Mary Zophres is an American costume designer who has worked in the film industry since 1994. She has been nominated for the Academy Award for Best Costume Design four times for True Grit (2010), La La Land (2016), The Ballad of Buster Scruggs (2018), and Babylon (2022). She has also been nominated for the BAFTA Award for Best Costume Design five times for Catch Me If You Can (2002), True Grit, La La Land, The Ballad of Buster Scruggs, and Babylon.

Background
Zophres was born in Ft. Lauderdale, Florida. She has Greek roots, with her father having been born in Ioannina. She attended Vassar College in Poughkeepsie, New York, and she graduated with degrees in art history and studio art. Zophres worked in the fashion industry for Norma Kamali and Esprit.
+ + + +
DIRECTIVE 1:
In the stored items, render the part that opens with the line containing "Trace the outline of every instance of the chili" and closes with the line containing "Give the mask of the chili stem." as a Markdown table with the columns Line No. and Content, omitting blank lines and including both end lines. Put only those lines in the table.

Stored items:
+ + + +
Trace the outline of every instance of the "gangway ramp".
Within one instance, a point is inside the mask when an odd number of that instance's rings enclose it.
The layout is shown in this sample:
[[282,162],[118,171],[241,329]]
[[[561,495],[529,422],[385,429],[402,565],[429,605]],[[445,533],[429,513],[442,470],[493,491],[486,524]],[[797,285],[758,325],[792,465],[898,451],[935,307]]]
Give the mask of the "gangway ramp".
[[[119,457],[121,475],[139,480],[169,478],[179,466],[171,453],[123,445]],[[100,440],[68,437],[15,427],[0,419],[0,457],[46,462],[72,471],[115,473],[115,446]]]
+ + + +
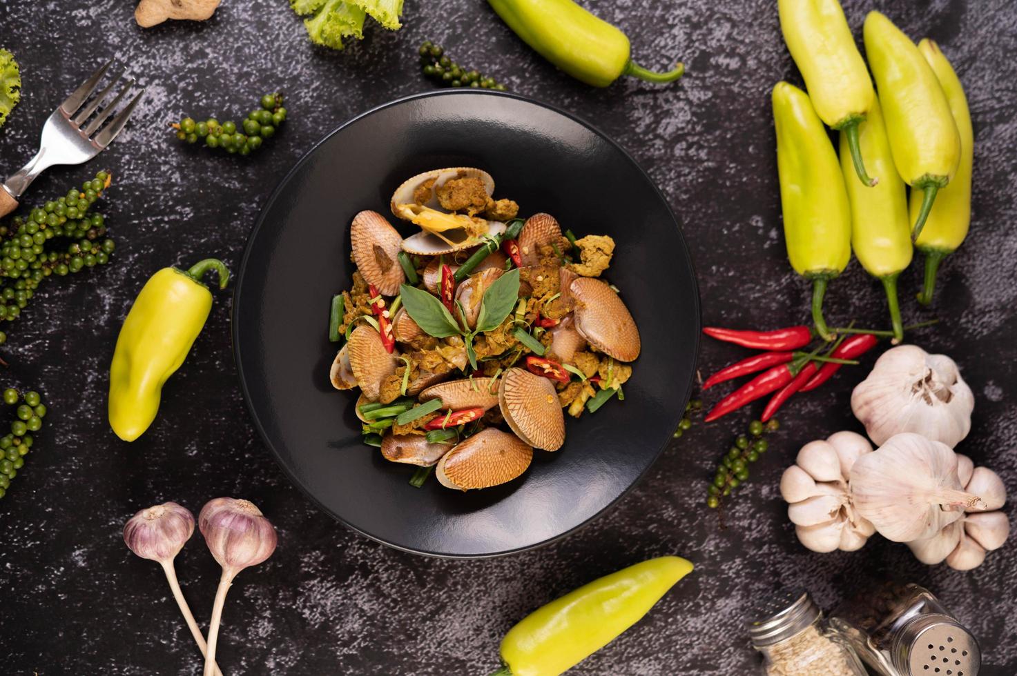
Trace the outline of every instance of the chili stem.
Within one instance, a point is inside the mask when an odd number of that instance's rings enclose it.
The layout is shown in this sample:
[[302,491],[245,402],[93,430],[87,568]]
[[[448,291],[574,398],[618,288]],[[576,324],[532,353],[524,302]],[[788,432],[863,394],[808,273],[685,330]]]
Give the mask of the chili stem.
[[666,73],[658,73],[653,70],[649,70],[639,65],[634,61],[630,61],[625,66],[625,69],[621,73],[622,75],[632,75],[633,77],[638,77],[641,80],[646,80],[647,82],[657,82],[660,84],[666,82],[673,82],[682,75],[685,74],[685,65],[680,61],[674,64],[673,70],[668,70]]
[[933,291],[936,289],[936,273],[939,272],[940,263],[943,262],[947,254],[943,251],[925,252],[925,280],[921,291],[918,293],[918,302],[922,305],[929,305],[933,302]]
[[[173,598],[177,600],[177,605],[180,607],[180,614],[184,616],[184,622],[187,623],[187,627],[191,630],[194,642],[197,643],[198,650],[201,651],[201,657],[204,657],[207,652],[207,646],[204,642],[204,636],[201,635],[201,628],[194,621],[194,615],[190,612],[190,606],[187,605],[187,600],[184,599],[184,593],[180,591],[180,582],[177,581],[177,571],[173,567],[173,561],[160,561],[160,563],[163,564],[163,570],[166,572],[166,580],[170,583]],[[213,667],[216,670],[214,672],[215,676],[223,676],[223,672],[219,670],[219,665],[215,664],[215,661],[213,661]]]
+ + + +
DIRECTIVE 2:
From the biography of Mary Zophres, reproduce the part that opens with the words "Mary Zophres is" and closes with "Scruggs, and Babylon.", without altering any wording.

REPLY 1:
| Line No. | Content |
|---|---|
| 1 | Trace the outline of every instance of the chili stem. |
| 2 | Within one instance, a point is inside the mask when an odd number of that instance's rings enclose it. |
| 3 | The layout is shown in this sample: |
| 4 | [[302,491],[245,402],[93,430],[87,568]] |
| 5 | [[[448,291],[574,398],[618,288]],[[576,324],[532,353],[524,302]],[[788,432],[863,394],[808,273],[685,330]]] |
| 6 | Give the mask of the chili stem. |

REPLY 2:
Mary Zophres is an American costume designer who has worked in the film industry since 1994. She has been nominated for the Academy Award for Best Costume Design four times for True Grit (2010), La La Land (2016), The Ballad of Buster Scruggs (2018), and Babylon (2022). She has also been nominated for the BAFTA Award for Best Costume Design five times for Catch Me If You Can (2002), True Grit, La La Land, The Ballad of Buster Scruggs, and Babylon.